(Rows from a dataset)
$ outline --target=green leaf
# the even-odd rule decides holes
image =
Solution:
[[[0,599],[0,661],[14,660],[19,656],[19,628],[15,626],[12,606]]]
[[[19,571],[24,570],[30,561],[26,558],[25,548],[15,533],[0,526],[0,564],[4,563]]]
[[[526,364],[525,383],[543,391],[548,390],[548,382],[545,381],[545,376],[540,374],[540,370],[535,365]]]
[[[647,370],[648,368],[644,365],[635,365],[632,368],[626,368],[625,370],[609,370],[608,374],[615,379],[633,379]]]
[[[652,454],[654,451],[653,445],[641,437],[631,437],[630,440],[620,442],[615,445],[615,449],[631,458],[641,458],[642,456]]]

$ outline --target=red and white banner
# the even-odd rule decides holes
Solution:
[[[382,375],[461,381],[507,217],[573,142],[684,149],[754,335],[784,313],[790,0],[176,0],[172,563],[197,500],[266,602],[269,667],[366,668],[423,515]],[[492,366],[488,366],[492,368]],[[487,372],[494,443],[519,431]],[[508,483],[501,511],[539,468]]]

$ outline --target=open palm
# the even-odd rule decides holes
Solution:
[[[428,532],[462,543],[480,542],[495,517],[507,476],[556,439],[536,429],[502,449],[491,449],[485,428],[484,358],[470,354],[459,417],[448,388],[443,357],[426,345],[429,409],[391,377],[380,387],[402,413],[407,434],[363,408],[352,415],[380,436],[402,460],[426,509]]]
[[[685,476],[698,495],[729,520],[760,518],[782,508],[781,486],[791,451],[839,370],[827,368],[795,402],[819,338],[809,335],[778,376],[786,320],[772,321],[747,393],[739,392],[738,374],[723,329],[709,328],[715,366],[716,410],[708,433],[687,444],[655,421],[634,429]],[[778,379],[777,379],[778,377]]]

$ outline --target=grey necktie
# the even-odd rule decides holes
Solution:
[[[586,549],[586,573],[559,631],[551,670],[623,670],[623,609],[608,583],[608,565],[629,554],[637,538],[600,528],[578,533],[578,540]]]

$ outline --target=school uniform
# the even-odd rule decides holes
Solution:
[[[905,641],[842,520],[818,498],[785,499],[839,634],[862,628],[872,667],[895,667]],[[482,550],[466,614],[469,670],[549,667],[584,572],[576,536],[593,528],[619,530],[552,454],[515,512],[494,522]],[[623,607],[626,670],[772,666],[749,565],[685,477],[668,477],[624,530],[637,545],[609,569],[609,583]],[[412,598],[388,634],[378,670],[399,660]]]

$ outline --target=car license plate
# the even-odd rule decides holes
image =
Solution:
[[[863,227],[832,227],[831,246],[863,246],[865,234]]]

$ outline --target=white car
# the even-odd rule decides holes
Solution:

• YOUR INSTRUCTIONS
Copy the entries word for word, starting at the line that contains "--target=car license plate" and ending at the last line of the entries.

• WRITTEN SOLUTION
$ outline --target=car license plate
# the even-odd rule decides holes
image =
Solution:
[[[863,227],[832,227],[831,246],[863,246],[865,234]]]

$ outline --target=white car
# the even-odd rule decides holes
Solution:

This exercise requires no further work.